# SELECTED TEXT:

Content starts

Literally meaning ‘Three Fruits,’ Triphala is an ancient Ayurvedic remedy most commonly prescribed to treat gastrointestinal complaints such as constipation and irritable bowel syndrome. It is also used as an aid to detoxification.
The three fruits used in Triphala are Amalaki, Bibhitaki, and Haritaki, each of which is thought to represent a different dosha:
- Sour tasting Amalaki, or Amla, is a gooseberry like fruit that has an exceptionally rich concentration of vitamin C – approximately 20 times that of an orange. Amla is said to represent the Pitta dosha thanks to it’s cooling properties.
- Bibhitaki is an astringent and drying fruit, known for it’s purifying and anti-spasmodic properties. Bibhitaki is associated with the Kapha
- Haritaki are considered a sacred fruit in India, described as the ‘healer of diseases,’ and contains anthroquinones that produce a gentle laxative effect. It has a bitter flavour and is associated with the Vata
Uses of Triphala
The unique trio of Triphala fruits is thought to give this ancient remedy powerfully restorative, rejuvenating and detoxifying properties. Triphala has a number of uses in traditional medicine, including:
Digestive function: Triphala helps to stimulate bile production and peristalsis, so is often used as a remedy for constipation. Triphala is non-habit forming and provides a gentle cleansing action, unlike harsher laxatives that can inhibit nutrient absorption and dehydrate the body.
Detoxification: Triphala is traditionally used as a detoxifier for the blood, liver, digestive system and kidneys.
Immune support: Amalaki is exceptionally rich in vitamin C, whilst Bibhitaki and Haritaki are considered to be excellent tonics for the immune system. For this reason, triphala is often prescribed to patients with low immunity.
Energy: In Ayurveda, triphala is thought to rid the body of stagnant energy (chi) by promoting cardiovascular health and encouraging the removal of toxins. This is said to allow the internal organs to function more efficiently and therefore improve energy flow around the body.

Content ends

# DATA EXTRACTS:
Content starts

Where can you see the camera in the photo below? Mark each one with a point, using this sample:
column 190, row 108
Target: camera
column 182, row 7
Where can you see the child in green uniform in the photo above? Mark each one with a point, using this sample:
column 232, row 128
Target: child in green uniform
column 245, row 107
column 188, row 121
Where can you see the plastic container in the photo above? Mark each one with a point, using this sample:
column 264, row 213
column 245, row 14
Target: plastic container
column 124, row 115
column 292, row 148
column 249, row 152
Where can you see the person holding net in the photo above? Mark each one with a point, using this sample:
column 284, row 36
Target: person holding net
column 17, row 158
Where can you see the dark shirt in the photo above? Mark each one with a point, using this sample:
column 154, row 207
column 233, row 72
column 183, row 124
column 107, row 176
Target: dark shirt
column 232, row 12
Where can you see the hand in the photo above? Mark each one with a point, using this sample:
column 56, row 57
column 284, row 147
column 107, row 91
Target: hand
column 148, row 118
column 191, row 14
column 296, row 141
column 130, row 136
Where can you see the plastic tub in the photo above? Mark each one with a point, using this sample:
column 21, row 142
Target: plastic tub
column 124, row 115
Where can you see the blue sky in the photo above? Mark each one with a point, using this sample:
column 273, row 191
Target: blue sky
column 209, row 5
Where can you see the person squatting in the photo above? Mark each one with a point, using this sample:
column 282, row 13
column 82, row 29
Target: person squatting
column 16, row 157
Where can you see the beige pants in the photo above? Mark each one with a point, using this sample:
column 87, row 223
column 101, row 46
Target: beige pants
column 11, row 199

Content ends

# TASK REQUIREMENTS:
a - Answer these questions from the Triphala text, one line each:
(i) How does the vitamin C content of Amla compare with that of an orange?
(ii) What does Triphala stimulate that makes it a common remedy for constipation?
(iii) Which parts of the body is Triphala traditionally used to detoxify?
b - Extend the text on Triphala, starting after its last sentence.

# OUTPUTS BY TASK:
a -
(i) Amla has approximately 20 times the vitamin C of an orange.
(ii) It stimulates bile production and peristalsis.
(iii) The blood, liver, digestive system and kidneys.

b -
Topical cleanser: Triphala is sometimes used topically to cleanse the eyes, mouth and nose. The powder is mixed with warm water, and then used to cleanse the mouth, throat eyes and nasal passages, usually upon waking to clear the sinuses.
The health benefits
From a nutritive point of view, Triphala is well known for it’s high content of vitamin C and the presence of linoleic acid, which has been shown to demonstrate anti-inflammatory properties. The fruits, particularly Haritaki, also contain anthroquinones that promote a gentle laxative effect. Amalaki is also notably rich in antioxidant tannins.
Human studies of Triphala have thus far been very limited, with only one strong study being carried out to date. This study examined triphala’s ability to assist in weight loss, and found that a dose of 5g taken twice daily over the course of a three month period was associated with a 4.5% average reduction in weight in obese individuals, without the presence of dietary changes1.
In animal and laboratory models, triphala has been shown to possess strong antioxidant properties2,3, and potentially reduce cholesterol levels4. Further research is required in human studies to verify these claims.
As a time-honoured, traditional Ayurvedic remedy, there are no known side effects of triphala, meaning the benefits can be widely enjoyed by almost all.